— start of Material provided —

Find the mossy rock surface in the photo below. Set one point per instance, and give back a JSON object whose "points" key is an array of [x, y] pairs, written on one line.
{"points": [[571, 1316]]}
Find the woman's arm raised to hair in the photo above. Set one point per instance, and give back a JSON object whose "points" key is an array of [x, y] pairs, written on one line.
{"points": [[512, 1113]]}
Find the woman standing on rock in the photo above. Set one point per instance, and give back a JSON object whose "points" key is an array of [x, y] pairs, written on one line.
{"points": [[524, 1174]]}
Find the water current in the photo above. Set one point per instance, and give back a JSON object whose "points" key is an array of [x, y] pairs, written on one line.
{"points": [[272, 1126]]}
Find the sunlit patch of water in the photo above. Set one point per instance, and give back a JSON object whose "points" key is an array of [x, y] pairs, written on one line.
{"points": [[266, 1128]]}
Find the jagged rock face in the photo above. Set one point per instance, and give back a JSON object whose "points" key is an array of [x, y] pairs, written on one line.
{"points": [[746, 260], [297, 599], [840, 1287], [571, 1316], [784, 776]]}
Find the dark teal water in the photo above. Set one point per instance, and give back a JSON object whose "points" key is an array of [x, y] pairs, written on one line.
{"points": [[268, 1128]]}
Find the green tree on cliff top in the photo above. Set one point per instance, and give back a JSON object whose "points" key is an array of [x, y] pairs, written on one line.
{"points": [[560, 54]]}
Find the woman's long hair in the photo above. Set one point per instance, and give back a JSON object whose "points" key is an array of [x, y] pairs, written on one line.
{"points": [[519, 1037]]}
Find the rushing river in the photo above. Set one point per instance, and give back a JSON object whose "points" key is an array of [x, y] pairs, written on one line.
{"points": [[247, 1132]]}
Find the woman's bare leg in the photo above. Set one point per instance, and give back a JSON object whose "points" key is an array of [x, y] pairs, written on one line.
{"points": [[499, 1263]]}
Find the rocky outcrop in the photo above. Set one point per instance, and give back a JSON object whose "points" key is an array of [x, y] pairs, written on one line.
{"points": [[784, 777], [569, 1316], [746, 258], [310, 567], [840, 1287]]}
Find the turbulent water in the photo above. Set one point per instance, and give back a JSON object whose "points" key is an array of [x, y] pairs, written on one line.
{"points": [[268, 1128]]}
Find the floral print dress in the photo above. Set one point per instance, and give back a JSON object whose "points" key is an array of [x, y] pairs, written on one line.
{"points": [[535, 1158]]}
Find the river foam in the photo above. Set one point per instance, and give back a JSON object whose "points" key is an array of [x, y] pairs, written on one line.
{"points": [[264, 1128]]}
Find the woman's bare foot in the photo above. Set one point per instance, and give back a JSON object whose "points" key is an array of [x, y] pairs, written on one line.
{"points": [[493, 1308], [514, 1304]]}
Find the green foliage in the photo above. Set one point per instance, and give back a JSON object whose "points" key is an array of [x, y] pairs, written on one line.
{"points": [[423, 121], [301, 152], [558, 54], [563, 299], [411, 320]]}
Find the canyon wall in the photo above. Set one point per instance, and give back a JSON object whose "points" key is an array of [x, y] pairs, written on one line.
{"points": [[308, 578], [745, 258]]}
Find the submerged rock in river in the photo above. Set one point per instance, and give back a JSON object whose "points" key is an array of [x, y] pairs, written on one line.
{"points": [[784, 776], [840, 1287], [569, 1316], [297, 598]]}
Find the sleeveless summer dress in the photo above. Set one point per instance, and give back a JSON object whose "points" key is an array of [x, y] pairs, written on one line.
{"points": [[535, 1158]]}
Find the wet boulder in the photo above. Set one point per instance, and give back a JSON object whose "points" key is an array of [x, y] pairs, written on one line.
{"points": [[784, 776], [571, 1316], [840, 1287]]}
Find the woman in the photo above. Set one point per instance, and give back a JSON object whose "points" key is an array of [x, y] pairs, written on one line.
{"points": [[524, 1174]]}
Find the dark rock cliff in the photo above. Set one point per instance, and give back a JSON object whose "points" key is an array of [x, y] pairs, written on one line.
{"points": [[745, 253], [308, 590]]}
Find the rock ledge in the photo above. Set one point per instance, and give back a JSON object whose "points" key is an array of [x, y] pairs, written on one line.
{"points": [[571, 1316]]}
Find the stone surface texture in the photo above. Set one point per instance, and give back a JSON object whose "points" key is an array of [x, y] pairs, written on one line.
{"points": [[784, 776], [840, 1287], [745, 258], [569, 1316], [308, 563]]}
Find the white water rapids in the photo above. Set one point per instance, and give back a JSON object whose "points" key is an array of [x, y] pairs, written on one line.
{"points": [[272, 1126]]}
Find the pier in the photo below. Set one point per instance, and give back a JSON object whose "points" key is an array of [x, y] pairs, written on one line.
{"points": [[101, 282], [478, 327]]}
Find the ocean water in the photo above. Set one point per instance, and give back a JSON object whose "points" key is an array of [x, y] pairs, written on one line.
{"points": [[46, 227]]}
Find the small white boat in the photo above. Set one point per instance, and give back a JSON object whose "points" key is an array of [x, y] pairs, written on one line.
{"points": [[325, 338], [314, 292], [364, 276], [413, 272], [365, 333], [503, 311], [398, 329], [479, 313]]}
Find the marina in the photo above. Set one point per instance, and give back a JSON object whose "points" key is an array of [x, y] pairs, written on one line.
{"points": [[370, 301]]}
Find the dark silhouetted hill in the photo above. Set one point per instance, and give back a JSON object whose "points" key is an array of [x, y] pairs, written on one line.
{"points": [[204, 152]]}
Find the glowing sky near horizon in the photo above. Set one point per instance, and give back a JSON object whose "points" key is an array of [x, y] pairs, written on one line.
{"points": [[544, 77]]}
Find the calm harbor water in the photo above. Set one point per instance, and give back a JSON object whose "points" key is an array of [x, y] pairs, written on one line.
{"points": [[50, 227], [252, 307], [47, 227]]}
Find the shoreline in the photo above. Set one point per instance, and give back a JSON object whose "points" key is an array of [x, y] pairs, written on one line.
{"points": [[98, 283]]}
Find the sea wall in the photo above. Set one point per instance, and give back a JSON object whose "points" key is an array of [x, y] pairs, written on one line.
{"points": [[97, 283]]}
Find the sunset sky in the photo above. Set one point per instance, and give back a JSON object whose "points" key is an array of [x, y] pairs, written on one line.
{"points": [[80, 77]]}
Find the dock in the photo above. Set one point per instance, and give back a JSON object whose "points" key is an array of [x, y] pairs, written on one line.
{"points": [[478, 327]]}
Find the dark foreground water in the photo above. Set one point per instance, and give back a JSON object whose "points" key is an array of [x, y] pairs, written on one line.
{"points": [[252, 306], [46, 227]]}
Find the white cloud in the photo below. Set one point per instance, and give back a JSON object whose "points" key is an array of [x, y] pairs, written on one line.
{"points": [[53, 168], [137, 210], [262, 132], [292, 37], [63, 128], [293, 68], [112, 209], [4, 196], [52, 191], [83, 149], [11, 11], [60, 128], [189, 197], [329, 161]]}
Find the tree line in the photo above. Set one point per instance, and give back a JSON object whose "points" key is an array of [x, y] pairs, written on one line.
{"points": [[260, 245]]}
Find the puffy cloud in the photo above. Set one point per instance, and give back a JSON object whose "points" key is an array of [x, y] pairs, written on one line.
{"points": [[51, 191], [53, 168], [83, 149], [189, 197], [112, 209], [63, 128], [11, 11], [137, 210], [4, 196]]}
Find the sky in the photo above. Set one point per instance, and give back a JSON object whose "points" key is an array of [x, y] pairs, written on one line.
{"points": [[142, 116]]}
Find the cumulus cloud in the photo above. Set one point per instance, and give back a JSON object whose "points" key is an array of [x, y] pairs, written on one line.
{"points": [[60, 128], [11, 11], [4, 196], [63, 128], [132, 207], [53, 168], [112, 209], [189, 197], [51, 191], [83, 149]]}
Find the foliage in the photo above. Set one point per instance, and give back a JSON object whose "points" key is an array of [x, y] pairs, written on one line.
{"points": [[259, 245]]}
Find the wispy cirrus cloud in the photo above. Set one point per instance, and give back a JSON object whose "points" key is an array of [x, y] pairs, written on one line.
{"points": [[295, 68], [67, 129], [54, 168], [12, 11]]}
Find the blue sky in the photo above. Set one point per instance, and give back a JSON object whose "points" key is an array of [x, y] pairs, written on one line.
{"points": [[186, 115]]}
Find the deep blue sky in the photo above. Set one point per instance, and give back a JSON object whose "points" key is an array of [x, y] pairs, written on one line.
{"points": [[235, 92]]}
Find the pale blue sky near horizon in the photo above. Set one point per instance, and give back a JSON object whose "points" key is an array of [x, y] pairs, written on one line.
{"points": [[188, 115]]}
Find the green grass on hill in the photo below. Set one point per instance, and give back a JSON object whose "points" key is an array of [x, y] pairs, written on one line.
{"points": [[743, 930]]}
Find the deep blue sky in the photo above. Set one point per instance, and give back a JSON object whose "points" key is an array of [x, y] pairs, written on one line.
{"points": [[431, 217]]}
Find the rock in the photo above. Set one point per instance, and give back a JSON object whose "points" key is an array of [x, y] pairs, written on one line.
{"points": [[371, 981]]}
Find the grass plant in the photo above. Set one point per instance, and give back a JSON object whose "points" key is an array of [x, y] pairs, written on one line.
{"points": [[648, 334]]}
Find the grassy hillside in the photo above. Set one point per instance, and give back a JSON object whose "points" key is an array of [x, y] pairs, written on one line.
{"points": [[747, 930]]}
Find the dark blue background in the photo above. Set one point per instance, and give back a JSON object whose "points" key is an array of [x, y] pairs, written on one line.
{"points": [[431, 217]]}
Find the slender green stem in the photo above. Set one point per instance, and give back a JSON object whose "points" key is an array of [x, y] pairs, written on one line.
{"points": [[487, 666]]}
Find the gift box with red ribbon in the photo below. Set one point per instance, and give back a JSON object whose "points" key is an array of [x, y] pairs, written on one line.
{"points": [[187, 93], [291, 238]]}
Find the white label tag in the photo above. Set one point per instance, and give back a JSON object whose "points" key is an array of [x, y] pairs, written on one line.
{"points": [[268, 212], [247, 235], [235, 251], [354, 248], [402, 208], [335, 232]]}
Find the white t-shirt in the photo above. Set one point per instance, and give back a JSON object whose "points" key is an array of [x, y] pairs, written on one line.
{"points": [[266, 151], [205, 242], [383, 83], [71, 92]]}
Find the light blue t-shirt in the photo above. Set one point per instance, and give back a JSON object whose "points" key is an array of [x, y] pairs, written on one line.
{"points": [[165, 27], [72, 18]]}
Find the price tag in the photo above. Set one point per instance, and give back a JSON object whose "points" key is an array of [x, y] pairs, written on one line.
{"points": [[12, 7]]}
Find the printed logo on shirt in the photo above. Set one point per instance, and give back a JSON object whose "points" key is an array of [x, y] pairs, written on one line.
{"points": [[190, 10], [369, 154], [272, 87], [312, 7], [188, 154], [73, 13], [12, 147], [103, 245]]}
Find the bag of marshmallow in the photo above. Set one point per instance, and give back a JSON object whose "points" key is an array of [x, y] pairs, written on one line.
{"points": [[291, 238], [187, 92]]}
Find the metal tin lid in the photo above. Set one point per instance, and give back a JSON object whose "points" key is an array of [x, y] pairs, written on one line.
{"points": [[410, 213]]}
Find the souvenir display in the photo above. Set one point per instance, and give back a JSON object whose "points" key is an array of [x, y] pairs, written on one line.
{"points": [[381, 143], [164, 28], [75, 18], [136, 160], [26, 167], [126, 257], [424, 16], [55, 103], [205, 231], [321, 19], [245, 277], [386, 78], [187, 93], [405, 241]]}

— end of Material provided —

*To do*:
Rewrite the stretch from the line containing "Find the metal" through the end of the data, swapping "souvenir display" for "gift stand" and leaving everything else unchanged.

*Solution to this task*:
Find the metal tin lid in the photo above. Set one point per instance, and give back a JSON object whose "points" key is an array of [x, y] pairs, written on one line.
{"points": [[410, 213]]}
Find the gift stand in the photo above. Set one point per instance, and give back a JSON object whose "points" key is an array of [x, y] pairs, written on one line.
{"points": [[381, 143], [164, 28], [75, 18], [136, 160], [26, 167], [126, 257], [424, 16], [55, 103], [205, 231], [321, 19], [245, 277], [386, 78], [187, 93], [405, 241]]}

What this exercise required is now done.